::: Provided data :::

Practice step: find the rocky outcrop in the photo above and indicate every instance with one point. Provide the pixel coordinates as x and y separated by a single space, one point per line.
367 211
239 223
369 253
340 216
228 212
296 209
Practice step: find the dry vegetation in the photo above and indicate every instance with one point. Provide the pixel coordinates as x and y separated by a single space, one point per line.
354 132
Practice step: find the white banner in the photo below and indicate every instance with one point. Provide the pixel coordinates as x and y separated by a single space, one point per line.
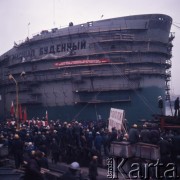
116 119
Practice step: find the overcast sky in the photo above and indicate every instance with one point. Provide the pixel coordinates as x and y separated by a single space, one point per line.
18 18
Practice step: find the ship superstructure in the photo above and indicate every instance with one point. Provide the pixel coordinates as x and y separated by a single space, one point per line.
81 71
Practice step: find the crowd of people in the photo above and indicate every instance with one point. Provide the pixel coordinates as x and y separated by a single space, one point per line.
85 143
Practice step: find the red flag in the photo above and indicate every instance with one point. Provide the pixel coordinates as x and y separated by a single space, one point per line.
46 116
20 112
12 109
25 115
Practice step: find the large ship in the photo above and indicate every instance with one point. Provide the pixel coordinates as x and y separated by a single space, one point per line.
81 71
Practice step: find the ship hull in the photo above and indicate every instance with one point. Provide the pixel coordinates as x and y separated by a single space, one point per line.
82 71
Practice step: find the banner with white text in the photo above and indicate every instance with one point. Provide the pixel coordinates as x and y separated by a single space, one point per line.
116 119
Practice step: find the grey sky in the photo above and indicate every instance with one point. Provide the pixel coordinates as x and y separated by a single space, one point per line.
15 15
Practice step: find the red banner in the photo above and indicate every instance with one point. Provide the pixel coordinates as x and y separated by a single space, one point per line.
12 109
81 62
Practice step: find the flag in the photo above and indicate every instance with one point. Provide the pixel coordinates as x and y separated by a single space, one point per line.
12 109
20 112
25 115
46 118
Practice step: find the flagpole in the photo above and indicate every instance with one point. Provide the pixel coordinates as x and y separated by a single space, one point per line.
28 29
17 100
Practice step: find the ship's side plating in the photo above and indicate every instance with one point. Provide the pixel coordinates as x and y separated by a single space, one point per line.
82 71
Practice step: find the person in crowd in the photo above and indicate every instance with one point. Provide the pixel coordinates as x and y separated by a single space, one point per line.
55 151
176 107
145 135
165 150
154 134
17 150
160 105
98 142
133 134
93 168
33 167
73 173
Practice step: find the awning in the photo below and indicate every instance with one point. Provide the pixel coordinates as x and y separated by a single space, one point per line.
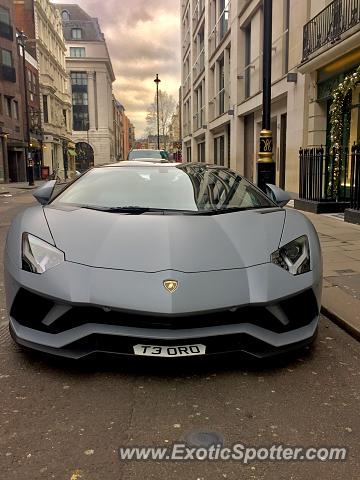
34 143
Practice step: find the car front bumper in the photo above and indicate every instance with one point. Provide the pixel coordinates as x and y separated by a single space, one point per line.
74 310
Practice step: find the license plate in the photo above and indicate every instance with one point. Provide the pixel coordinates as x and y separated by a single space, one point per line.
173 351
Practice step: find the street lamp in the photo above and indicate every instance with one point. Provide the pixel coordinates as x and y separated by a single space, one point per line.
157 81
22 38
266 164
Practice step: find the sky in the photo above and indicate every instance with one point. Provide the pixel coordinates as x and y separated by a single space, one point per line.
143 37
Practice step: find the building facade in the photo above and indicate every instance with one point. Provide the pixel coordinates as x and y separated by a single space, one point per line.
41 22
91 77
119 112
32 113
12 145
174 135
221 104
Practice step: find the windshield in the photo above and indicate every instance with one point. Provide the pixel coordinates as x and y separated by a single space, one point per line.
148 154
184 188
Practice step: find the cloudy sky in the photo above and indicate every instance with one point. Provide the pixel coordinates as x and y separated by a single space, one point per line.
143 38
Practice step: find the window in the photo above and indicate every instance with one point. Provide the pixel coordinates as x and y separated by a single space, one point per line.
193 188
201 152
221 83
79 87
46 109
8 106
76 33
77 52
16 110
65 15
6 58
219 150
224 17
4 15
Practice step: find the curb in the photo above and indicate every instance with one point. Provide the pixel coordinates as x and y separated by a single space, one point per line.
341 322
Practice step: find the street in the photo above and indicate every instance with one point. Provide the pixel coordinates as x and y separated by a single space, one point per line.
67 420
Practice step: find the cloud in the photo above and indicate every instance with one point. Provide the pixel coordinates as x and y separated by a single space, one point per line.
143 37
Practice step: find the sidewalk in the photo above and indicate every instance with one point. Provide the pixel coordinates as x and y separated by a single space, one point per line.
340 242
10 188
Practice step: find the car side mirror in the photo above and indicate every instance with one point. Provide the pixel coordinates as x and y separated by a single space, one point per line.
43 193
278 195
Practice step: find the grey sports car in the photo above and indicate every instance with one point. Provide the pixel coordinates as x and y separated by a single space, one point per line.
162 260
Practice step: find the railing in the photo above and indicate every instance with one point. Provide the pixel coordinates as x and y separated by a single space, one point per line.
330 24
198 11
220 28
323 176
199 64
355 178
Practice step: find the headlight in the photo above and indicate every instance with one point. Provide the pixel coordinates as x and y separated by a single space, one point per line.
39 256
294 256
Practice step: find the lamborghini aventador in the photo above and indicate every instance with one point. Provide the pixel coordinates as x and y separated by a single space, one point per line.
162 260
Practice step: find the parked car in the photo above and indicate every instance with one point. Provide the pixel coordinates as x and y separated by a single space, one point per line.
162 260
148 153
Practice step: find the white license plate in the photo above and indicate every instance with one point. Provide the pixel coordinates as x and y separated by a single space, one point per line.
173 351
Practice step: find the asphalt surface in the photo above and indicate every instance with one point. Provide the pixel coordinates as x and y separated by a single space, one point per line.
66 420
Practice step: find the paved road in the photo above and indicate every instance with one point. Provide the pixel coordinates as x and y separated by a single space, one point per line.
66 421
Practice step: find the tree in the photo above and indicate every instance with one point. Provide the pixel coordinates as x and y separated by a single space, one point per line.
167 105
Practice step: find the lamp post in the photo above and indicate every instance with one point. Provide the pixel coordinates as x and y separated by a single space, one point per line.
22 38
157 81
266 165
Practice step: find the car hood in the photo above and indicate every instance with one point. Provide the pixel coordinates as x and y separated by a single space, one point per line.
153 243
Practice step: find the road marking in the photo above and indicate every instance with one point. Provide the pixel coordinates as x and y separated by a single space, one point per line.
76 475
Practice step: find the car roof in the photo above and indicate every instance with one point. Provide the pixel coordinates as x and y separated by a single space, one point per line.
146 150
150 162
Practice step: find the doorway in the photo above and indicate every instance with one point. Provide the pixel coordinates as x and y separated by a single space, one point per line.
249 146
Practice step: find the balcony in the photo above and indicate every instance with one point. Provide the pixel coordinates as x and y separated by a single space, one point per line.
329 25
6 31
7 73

:::

**Given instruction**
Copy all of the items above word for word, leaving out the pictures.

**Finished exercise**
Practice step: find the rocky outcrop in the photo above and indicate every instance with one point. Provide the pixel coordinates as x and y separated by a single space, one point per line.
367 211
239 223
369 253
340 216
228 212
296 209
Practice step: find the dry vegetation in the photo above and indicate every instance with one point. Provide the pixel coordinates as x and y separated by a single space, one point per line.
354 132
Practice step: find the white banner in the photo below and indicate every instance with one point. Provide the pixel coordinates as x and y separated by a single space, one point per line.
116 119
Practice step: find the overcast sky in the photo above and indicate every instance with one point. Provide the pixel coordinates as x and y separated by a single space, one point per line.
18 18
Practice step: find the ship superstructure in the photo above and indicate every instance with one point. Provide the pixel coordinates as x and y separated by a single space, one point per line.
81 71
Practice step: find the crowd of people in the photo above and indicate every instance with one point. Provide the pixel coordinates as x and y separated by a single space, one point per line.
85 143
Practice step: find the red flag in the photo above and indicate every instance with one point. Provide the pixel coordinates as x and y separated by a single space, one point per line.
46 116
20 112
12 109
25 115
Practice step: find the large ship in the photo above and indicate every instance with one point. Provide the pixel coordinates as x and y separated by a single space, one point per line.
81 71
Practice step: find the ship hull in the photo above and indicate every instance with one point. Provide the pixel coordinates as x and y separated by a single space, one point per line.
82 71
Practice step: find the banner with white text in the photo above and indicate every instance with one point. Provide the pixel coordinates as x and y separated by a single space, one point per line.
116 119
Practice step: find the grey sky in the photo above and indicate every instance with one point. Provide the pixel coordinates as x and y separated by a single space, one point per line.
15 15
Practice step: find the red banner in the photo above and indicate every instance with one point. Provide the pixel coordinates as x and y separated by a single space, one point per line.
12 109
81 62
Practice step: find the flag in the photo above and indicate every instance with one point. Provide the pixel coordinates as x and y separated by a single space, one point per line.
12 109
20 112
25 115
46 118
Practice step: find the flagpole in the photo above and indicate every instance with one point. Provide the pixel coordinates as x and y separated by a single space, one point per line.
28 29
17 100
Practice step: find the ship's side plating in the photo above and indicate every instance with one point. Provide the pixel coordinates as x and y separated by a single space, one point per line.
82 71
Practice step: find the person in crowd in the photo above and indicate every instance with one point. Provide the pixel coordinates as x and y separated by a single space, one point per line.
55 151
176 107
145 135
165 150
154 134
17 150
160 105
98 142
133 134
93 168
33 167
73 173
Practice step: find the awning in the photo below and indicate every instance with one point. Provide the pixel coordinates as x and y separated by a single space, one point per line.
34 143
Practice step: find the car front bumper in the photo above and indicate every instance with one point. Provide the pixel coordinates as x and y separated by a single space, one point per line.
74 310
Practice step: find the license plate in the photo above and indicate every instance with one point. Provide the pixel coordinates as x and y separated by a single space, one point per line.
173 351
Practice step: find the street lamp in the photo above and indicate every instance with one point. Provide the pixel coordinates as x and y separated by a single space, one point per line.
157 81
22 38
266 164
Practice step: find the sky in the photo above and indicate every instance with one point. Provide the pixel coordinates as x and y separated by a single space, one point per line.
143 37
Practice step: find the building facade in the photo above and indicate every instance with one point. Provide the pixel coordinates as x and y separated by a single space, one point per line.
41 22
91 77
119 112
32 113
12 145
174 135
221 104
Practice step: find the windshield in the photo above and indicate every instance with one point. Provide the pixel coordinates as x and y separated by a single space, one point per line.
148 154
184 188
Practice step: find the cloudy sky in the photo above and indicate every instance with one point. Provide the pixel coordinates as x and y separated by a single space, one point per line.
143 38
Practice step: find the window in the photo above and indicate every instance with one point. Provide the pixel coordinates as x and y separated by a single space, one point per line.
193 188
201 152
221 83
79 87
46 109
8 106
76 33
77 52
16 110
65 15
6 58
219 150
224 17
4 15
Practice step: find the curb in the photo above and indicate every instance with one point. Provide the pixel coordinates as x and y separated by a single space, one point per line.
341 322
Practice step: find the street in the photo above and indicate every instance with one point. Provide the pixel coordinates as x and y separated by a single space, one point per line.
67 420
Practice step: find the cloud in the photo above and indicate every instance with one point. Provide the pixel coordinates as x and y separated by a single space, one point per line.
143 37
Practice step: find the sidewalk in the photo above and indicate every instance with one point. Provide the pixel coordinates as x and y separated by a single space, one point per line.
340 242
10 188
Practice step: find the car side mirror in the photo above and indicate every instance with one point. Provide the pixel coordinates as x and y separated by a single space, one point per line.
43 193
278 195
Practice step: find the grey sports car in the photo above and indicate every instance with one point. Provide the pixel coordinates as x and y separated by a single space, one point per line.
162 260
Practice step: find the railing in the photo above and indicate every instance with one point. Provide the pixel coordinates as x and y separated by a single space, one point per line.
330 24
198 11
220 28
323 176
199 64
355 178
Practice step: find the headlight in the photo above and indicate every instance with one point. Provide the pixel coordinates as x and y separated by a single space, one point per line.
39 256
294 256
Practice step: find the lamborghini aventador in the photo above and indicate every instance with one point. Provide the pixel coordinates as x and y separated by a single space, one point per line.
162 260
Practice step: find the parked car in the photo above and indicate every instance with one point. Provide the pixel coordinates as x and y separated by a single space, one point per line.
162 260
148 153
Practice step: find the white license plate in the photo above and indicate every instance with one point. Provide the pixel coordinates as x and y separated by a single space, one point per line.
173 351
Practice step: find the asphalt surface in the photo above and indicate every instance with one point. Provide the pixel coordinates as x and y separated by a single space, one point per line.
66 420
Practice step: find the paved road in the photo above and indicate every instance with one point. Provide the pixel coordinates as x and y separated by a single space, one point per line.
66 421
Practice step: find the tree in the photo above and indicate every instance with one point. Provide the pixel coordinates as x and y separated by a single space, one point per line.
167 105
Practice step: find the lamp post in the photo above and indicate every instance with one point. Provide the pixel coordinates as x and y separated by a single space, one point per line.
22 38
157 81
266 165
Practice step: find the car hood in the photo above and indicate every instance with one point. Provide the pixel coordinates as x and y separated by a single space, one point per line.
153 243
Practice step: find the road marking in the photo above and indicate every instance with one point. Provide the pixel coordinates as x and y separated by a single space, one point per line.
76 475
Practice step: find the car roof in the photo above and indicate every instance with one point. Provide the pixel coordinates as x and y separated by a single space, one point per line.
146 150
150 162
Practice step: find the doorway in the photo above and indicate every instance with one point. Provide the pixel coordinates as x and y separated by a single space, one point per line.
249 146
Practice step: find the balcony in the photo above and indicate every instance with one point. Provide the pixel coordinates as x and y separated by a single space, one point per line.
329 25
6 31
7 73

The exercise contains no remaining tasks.